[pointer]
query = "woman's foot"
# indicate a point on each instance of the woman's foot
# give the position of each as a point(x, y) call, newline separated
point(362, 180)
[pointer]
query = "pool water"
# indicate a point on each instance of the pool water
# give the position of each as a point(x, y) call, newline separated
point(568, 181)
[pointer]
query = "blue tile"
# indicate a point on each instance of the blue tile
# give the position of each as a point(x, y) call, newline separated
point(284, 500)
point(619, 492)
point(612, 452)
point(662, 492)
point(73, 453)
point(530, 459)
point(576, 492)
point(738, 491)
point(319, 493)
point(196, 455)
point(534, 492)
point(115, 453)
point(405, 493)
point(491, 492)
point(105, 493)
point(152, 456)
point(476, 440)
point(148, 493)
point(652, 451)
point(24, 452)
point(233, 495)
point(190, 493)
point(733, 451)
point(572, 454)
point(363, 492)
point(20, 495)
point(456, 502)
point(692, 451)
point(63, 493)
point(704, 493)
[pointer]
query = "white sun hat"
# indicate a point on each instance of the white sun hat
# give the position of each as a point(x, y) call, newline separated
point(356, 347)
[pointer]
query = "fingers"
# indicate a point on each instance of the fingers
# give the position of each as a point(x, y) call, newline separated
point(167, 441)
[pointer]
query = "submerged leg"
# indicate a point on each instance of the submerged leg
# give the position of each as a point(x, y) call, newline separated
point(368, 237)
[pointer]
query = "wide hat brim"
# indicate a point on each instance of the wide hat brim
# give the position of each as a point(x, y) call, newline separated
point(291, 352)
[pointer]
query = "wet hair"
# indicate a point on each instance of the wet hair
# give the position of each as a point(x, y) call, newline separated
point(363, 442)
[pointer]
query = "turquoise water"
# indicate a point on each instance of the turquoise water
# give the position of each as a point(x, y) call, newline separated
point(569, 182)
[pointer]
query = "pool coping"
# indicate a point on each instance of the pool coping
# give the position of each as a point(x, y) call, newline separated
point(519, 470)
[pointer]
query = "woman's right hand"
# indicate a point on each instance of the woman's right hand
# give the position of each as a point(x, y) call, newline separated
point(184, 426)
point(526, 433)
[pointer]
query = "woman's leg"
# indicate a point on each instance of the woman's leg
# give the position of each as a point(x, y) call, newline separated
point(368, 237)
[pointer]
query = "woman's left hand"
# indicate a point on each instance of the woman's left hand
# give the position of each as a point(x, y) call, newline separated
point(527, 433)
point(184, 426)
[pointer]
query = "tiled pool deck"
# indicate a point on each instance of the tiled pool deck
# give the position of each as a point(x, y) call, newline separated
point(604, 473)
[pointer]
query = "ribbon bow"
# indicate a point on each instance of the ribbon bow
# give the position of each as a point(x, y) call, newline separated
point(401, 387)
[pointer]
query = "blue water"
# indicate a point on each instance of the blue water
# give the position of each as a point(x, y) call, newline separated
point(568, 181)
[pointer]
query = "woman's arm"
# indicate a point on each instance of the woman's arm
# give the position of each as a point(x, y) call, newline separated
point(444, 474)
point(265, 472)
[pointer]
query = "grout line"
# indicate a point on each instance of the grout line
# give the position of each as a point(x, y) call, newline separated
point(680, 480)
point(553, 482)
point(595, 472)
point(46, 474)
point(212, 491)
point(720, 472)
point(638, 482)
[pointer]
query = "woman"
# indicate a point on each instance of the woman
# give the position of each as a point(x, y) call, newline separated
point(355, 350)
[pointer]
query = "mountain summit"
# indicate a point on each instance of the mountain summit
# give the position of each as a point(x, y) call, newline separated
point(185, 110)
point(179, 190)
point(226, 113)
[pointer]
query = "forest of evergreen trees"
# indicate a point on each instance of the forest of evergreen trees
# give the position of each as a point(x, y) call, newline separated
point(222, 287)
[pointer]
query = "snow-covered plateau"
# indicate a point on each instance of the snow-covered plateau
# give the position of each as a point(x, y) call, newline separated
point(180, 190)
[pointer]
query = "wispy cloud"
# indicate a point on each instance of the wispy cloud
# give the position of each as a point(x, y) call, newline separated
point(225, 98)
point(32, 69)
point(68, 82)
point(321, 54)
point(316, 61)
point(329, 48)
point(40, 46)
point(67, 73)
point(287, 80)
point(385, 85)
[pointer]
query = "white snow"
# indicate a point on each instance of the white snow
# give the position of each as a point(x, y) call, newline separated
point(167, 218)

» WORK REQUIRED
Reproduce the listing above word for word, from the first line to the last.

» RESPONSE TO THIS TASK
[pointer]
query = "woman's foot"
# indicate a point on each instance of the woman's foot
# give the position of each as a point(x, y) call, newline separated
point(362, 180)
[pointer]
query = "pool water"
# indicate a point on each instance of the pool water
# give the position of each as a point(x, y) call, newline separated
point(568, 181)
[pointer]
query = "blue tile"
# indicate a point on each instance of the blue tile
# give the position of each as a point(x, y) call, newline separated
point(284, 500)
point(619, 492)
point(612, 452)
point(662, 492)
point(73, 453)
point(530, 459)
point(576, 492)
point(738, 491)
point(319, 493)
point(196, 455)
point(534, 492)
point(115, 453)
point(405, 493)
point(491, 492)
point(105, 493)
point(152, 456)
point(476, 440)
point(148, 493)
point(652, 451)
point(24, 452)
point(233, 495)
point(190, 493)
point(733, 451)
point(572, 454)
point(363, 492)
point(20, 495)
point(456, 502)
point(692, 451)
point(63, 493)
point(704, 493)
[pointer]
query = "white sun hat"
# indicate a point on each instance of the white sun hat
# give the position of each as a point(x, y) call, newline separated
point(356, 347)
[pointer]
query = "fingers"
# indicate a point on each instance of the fingers
# give the position of each as a point(x, y) call, newline separated
point(167, 441)
[pointer]
query = "submerged leg"
# indicate a point on each instance of the submerged leg
# give the position of each as a point(x, y) call, newline separated
point(368, 237)
[pointer]
query = "wide hat brim"
# indicate a point on each instance of the wide hat brim
# give the position of each as a point(x, y) call, newline separated
point(291, 352)
[pointer]
query = "wet hair"
# indicate a point on each instance of the wet hair
# give the position of each as a point(x, y) call, newline separated
point(363, 442)
[pointer]
query = "turquoise water"
# indicate a point on each instance of the turquoise water
# give the position of each as a point(x, y) call, newline separated
point(569, 182)
[pointer]
query = "pool coping"
# indicate a point on each instance of the pool coping
# give the position of each as a point(x, y) call, newline separated
point(519, 470)
[pointer]
query = "woman's right hand"
# indicate a point on each instance of the woman's right hand
# give the position of each as a point(x, y) call, newline separated
point(184, 426)
point(526, 433)
[pointer]
query = "woman's leg"
# indicate a point on each instance of the woman's leg
# give the position of each as a point(x, y) call, newline separated
point(368, 237)
[pointer]
query = "woman's left hand"
# indicate a point on each instance of the woman's left hand
# give the position of each as a point(x, y) call, newline separated
point(527, 433)
point(184, 426)
[pointer]
query = "tiled pool deck"
# indicate a point on each instance of the tiled pool deck
# give the position of each as a point(x, y) call, newline separated
point(604, 473)
[pointer]
query = "ribbon bow"
# indicate a point on each instance of the ribbon bow
# give the position of each as a point(x, y) call, newline separated
point(401, 387)
[pointer]
query = "blue water"
# indicate a point on each instance of the blue water
# give the position of each as a point(x, y) call, newline separated
point(568, 181)
[pointer]
query = "woman's arm"
# indicate a point on each instance of the woman's arm
# give the position of each as a point(x, y) call, newline separated
point(444, 474)
point(265, 472)
[pointer]
query = "grout line"
# indicate a point on each instance of the grout line
# give the position of each as a point(x, y) call, newline separated
point(680, 480)
point(553, 482)
point(595, 472)
point(46, 474)
point(212, 491)
point(720, 472)
point(638, 482)
[pointer]
query = "woman"
# indicate a point on each instance of the woman
# give the position of each as a point(x, y) call, newline separated
point(355, 350)
[pointer]
query = "mountain summit"
# indicate a point on each instance of the mountain summit
# give the position of each as a point(x, y) call, newline separated
point(185, 110)
point(179, 190)
point(226, 113)
[pointer]
query = "forest of evergreen trees"
# indicate a point on each instance of the forest of evergreen trees
# give the position of each as a point(x, y) call, newline separated
point(222, 287)
[pointer]
query = "snow-covered plateau"
# indicate a point on each instance of the snow-covered plateau
# give the position of each as a point(x, y) call, newline separated
point(180, 190)
[pointer]
query = "wispy cloud"
# indicate a point on each instance of the wispy cloud
# give the position of each as a point(x, y) call, newline separated
point(225, 98)
point(32, 69)
point(68, 82)
point(321, 54)
point(316, 61)
point(329, 48)
point(40, 46)
point(67, 73)
point(287, 80)
point(385, 85)
[pointer]
query = "white snow"
# indicate a point on each instance of the white snow
# give the position of each as a point(x, y) call, newline separated
point(167, 218)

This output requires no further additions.